Written problem: Give back exactly the lines from the one containing "the long tail" through the end of the records, including both, and no others.

Point annotations for photos:
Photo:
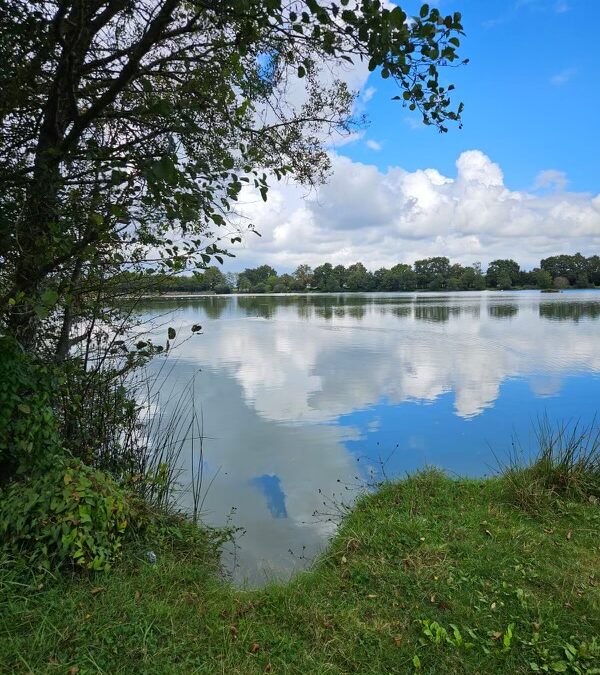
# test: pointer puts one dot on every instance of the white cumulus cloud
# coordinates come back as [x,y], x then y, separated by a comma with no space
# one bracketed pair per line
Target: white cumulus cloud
[384,217]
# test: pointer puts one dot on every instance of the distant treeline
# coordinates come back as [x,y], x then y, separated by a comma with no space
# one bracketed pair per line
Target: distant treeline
[433,274]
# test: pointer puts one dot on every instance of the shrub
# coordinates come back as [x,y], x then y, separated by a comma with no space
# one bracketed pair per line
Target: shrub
[28,430]
[71,514]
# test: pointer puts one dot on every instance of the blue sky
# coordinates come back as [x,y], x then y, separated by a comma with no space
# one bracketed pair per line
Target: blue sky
[521,179]
[531,94]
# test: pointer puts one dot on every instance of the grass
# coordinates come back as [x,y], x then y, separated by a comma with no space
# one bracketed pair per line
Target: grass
[428,575]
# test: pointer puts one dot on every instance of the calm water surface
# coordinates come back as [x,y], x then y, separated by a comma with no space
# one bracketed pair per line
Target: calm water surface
[302,396]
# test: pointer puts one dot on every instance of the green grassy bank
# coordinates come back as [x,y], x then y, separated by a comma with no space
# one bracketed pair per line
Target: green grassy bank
[429,575]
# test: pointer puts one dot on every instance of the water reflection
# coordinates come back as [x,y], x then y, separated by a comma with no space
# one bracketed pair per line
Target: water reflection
[294,389]
[569,311]
[503,311]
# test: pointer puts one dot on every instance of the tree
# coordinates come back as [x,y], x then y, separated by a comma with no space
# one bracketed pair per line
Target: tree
[568,266]
[503,268]
[252,277]
[432,273]
[561,283]
[358,278]
[543,278]
[127,129]
[303,277]
[503,280]
[212,278]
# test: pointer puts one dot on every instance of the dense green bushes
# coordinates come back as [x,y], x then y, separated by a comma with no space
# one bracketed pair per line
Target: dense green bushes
[71,514]
[29,434]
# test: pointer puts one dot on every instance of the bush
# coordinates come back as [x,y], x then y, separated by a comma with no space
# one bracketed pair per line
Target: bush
[29,434]
[71,514]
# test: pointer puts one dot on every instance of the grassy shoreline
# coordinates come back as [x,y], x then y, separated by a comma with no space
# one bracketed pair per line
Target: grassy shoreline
[428,575]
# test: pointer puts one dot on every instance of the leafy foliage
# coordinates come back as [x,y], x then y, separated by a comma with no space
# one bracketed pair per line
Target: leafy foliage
[428,274]
[29,433]
[128,130]
[70,514]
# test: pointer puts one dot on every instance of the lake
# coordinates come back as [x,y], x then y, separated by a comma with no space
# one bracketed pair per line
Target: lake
[306,399]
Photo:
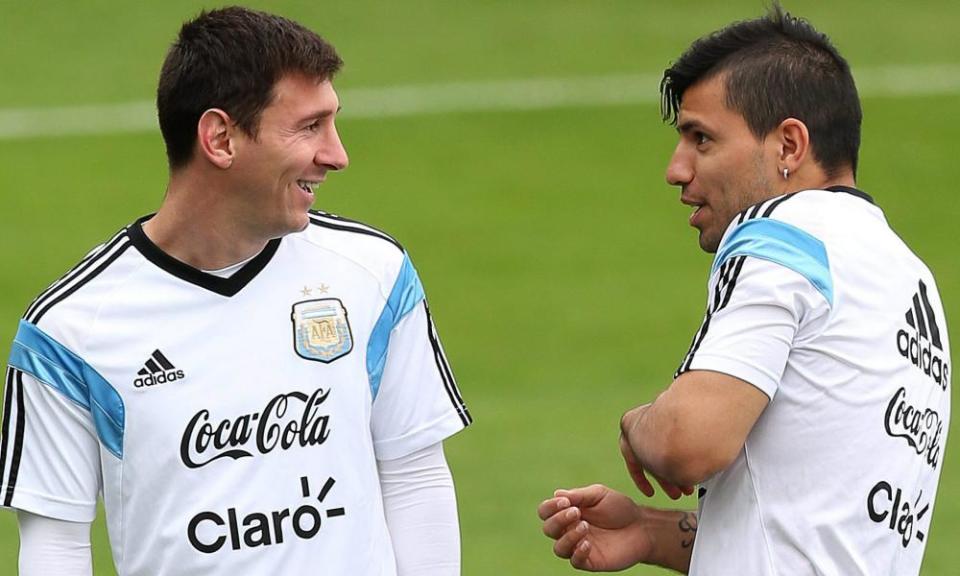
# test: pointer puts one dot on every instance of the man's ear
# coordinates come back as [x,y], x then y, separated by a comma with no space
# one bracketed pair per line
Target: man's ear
[793,141]
[215,138]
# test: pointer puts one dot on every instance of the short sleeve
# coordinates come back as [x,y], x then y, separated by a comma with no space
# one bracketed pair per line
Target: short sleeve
[50,451]
[417,402]
[758,311]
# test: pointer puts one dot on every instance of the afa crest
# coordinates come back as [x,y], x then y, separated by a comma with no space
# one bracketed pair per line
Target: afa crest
[321,330]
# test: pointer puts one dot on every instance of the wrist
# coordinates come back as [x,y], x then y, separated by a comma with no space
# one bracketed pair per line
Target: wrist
[671,535]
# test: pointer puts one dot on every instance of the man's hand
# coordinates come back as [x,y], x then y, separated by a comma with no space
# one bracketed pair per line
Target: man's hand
[596,528]
[627,424]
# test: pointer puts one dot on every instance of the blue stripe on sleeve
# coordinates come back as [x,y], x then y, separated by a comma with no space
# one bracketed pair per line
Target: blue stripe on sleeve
[407,292]
[783,244]
[42,357]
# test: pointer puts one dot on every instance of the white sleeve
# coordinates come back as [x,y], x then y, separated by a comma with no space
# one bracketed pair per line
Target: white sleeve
[421,511]
[417,402]
[758,312]
[50,454]
[50,547]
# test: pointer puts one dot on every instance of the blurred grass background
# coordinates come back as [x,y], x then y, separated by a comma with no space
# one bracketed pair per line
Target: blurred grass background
[563,277]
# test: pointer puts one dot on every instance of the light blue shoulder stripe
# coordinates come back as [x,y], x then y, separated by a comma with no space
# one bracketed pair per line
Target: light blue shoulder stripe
[783,244]
[407,292]
[39,355]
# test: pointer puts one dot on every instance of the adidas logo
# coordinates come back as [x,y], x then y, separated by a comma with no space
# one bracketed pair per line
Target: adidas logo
[157,370]
[920,345]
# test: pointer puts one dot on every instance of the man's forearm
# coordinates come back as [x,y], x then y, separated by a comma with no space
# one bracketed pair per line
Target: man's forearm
[673,533]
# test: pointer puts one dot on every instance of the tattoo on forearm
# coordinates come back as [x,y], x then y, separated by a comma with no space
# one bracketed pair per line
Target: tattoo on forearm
[688,525]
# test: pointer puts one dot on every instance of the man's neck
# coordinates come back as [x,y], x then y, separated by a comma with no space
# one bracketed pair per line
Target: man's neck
[197,228]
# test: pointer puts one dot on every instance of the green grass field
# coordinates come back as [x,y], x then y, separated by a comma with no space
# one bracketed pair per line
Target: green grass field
[563,277]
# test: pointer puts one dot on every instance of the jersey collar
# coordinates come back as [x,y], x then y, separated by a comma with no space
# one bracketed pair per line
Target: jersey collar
[222,286]
[854,191]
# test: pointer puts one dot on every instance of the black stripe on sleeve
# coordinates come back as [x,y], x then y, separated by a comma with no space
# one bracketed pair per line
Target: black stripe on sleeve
[446,374]
[5,431]
[931,317]
[721,297]
[17,442]
[105,263]
[74,273]
[159,357]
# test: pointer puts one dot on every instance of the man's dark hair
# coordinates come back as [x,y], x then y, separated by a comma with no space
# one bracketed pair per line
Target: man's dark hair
[776,67]
[231,59]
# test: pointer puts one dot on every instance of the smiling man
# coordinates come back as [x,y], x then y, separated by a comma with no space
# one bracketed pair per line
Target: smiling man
[813,404]
[253,387]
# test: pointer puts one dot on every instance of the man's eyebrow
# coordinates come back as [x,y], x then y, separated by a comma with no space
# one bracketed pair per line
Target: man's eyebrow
[320,114]
[689,126]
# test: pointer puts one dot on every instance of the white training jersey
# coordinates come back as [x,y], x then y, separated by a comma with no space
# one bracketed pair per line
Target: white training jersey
[814,300]
[233,425]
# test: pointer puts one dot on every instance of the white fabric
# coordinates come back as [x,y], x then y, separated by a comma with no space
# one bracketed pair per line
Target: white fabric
[267,423]
[50,547]
[832,480]
[421,510]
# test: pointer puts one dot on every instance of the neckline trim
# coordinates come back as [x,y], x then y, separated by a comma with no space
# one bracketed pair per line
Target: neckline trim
[854,191]
[223,286]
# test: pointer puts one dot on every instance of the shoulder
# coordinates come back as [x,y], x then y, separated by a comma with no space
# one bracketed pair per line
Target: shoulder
[74,298]
[787,232]
[379,253]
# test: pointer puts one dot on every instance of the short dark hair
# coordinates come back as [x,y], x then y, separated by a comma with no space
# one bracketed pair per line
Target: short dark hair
[231,59]
[776,67]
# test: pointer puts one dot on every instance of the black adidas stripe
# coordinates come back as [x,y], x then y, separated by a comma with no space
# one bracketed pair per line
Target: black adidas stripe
[104,262]
[340,223]
[75,272]
[729,272]
[17,440]
[162,360]
[446,374]
[5,430]
[721,297]
[931,317]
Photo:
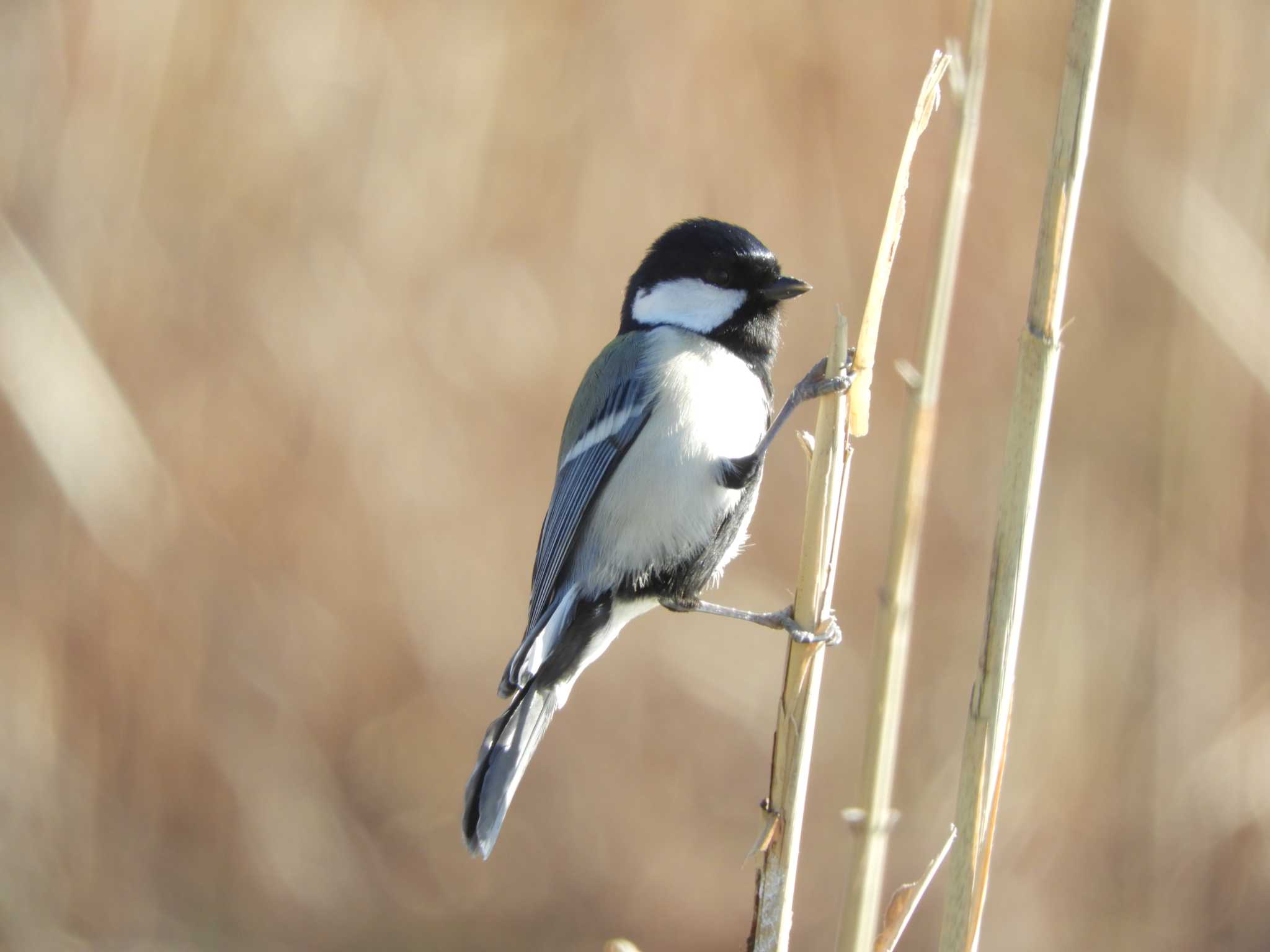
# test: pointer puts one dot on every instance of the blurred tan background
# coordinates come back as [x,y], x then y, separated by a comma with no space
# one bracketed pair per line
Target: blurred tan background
[294,296]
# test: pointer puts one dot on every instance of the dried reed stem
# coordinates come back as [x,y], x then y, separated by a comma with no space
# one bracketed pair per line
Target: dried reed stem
[822,526]
[894,617]
[992,696]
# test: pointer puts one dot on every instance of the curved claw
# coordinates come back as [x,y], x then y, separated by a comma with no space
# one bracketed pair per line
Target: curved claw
[830,635]
[817,385]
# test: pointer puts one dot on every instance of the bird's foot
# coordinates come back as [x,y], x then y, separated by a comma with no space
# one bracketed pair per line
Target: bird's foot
[817,385]
[830,632]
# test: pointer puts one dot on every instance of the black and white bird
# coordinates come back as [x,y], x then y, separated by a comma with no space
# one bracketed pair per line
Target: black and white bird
[655,482]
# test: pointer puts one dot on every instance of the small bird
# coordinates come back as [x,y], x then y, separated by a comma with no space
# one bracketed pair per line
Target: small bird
[655,480]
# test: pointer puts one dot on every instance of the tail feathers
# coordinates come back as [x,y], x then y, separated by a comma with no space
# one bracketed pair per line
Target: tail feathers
[506,752]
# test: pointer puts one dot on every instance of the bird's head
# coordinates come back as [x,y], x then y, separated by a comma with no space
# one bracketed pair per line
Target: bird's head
[711,278]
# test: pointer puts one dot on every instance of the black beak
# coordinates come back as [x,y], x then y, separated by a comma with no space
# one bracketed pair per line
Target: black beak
[785,288]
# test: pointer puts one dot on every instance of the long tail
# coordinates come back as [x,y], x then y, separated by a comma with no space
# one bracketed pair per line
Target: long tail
[506,752]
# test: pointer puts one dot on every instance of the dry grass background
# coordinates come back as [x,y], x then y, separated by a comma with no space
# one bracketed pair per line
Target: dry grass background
[345,265]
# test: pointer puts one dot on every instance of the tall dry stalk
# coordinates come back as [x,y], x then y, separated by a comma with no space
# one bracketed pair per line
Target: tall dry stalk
[822,527]
[992,696]
[893,630]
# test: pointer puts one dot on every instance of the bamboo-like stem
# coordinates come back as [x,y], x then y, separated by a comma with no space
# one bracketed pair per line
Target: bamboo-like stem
[992,695]
[796,719]
[894,617]
[822,527]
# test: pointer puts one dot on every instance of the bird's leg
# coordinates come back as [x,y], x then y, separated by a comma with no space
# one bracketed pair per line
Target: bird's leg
[812,386]
[781,620]
[735,474]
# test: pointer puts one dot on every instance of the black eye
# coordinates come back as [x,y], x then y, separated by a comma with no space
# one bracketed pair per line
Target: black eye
[721,276]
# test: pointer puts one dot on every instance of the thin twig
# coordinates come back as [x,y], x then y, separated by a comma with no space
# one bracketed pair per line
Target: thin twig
[822,523]
[894,617]
[866,348]
[992,696]
[904,903]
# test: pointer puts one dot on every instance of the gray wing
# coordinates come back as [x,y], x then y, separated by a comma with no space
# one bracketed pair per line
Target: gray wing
[602,426]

Answer for the task:
# test: pointer puts one dot on every instance of the long tail
# coordinates come back as [x,y], x then y, separated by a comma with no space
# one bracketed pair per line
Target: long tail
[506,752]
# test: pointer puts one dot on every instance of the dry grass background
# coordinates come back as [x,y], x then y, separated by a comma with no space
# one bracketed pair per line
Target: dry grass background
[345,265]
# test: pointer puts one dot on every instance of the tall dry stalk
# coordinates come back as [x,y], x then y, separated by a comma with no space
# one bracketed pair per line
Target: tall dry stalk
[822,527]
[992,696]
[893,630]
# test: pointer puts one dot on every instance of the bamboo-like stem
# coordinates come back as [x,y], x then y, separated by a comma with no space
# one bracketed pair per line
Target: bamboo-like stem
[992,695]
[796,719]
[894,617]
[822,527]
# test: pointer puts one dot on every instance of the bird's leg
# coordinates come back as [x,y], x then y, separated by a comma with no space
# one bracketed pair per line
Target: bird's leg
[812,386]
[781,620]
[735,474]
# test: pointer puts one dot on every instance of the black eye
# coordinates come back as [x,y], x then y, separated by a comma with no space
# one bracketed pair per line
Target: black eye
[721,276]
# test: pointer puts one dot on every instance of the thin twig
# coordinates come back as [x,y], x then y, separated by a comma with no space
# one bracketed pair per line
Target: thin twig
[822,523]
[894,617]
[866,348]
[992,696]
[904,903]
# test: pointer puts one dot on every instance of the gray wing
# coordinates come back as [x,y], x then y, separated by a comma with no space
# one bracketed pair per line
Target: gray wing
[602,426]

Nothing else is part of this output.